Problem: Update the rows below so that every "Query" becomes "Search term", with everything else unchanged.

********************

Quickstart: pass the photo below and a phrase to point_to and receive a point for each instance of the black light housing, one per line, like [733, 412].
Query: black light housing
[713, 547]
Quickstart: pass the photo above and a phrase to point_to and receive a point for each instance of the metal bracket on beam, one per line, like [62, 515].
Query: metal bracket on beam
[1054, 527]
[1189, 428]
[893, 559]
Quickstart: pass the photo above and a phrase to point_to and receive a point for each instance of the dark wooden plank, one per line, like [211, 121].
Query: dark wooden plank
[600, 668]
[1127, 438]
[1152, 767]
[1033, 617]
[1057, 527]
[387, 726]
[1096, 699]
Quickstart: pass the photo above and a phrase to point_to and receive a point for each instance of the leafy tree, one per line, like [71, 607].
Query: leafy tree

********************

Completed task:
Quickstart: pass the photo below and a phrase to point_to and receive a point for each instance of the black light housing, one per line, like [733, 412].
Search term: black light housing
[713, 547]
Quickstart: pass the photo above and a phrase to point_to and receive a point for each instance of the metal bracket on beam, one per line, like [62, 515].
Search term: metal bracket on beam
[1054, 527]
[1189, 428]
[893, 559]
Quickstart: pass the photo above and a phrase to point_to and receive a point for each instance of the dark wooden plank, one per line, like [211, 121].
Search term: dark wooden plank
[600, 668]
[1127, 438]
[1152, 767]
[1033, 617]
[1057, 527]
[387, 726]
[1096, 699]
Quickstart: pass the photo above and a phrase to point_to and receive a point for each instance of the leafy tree, one per line, like [71, 607].
Search term: leafy tree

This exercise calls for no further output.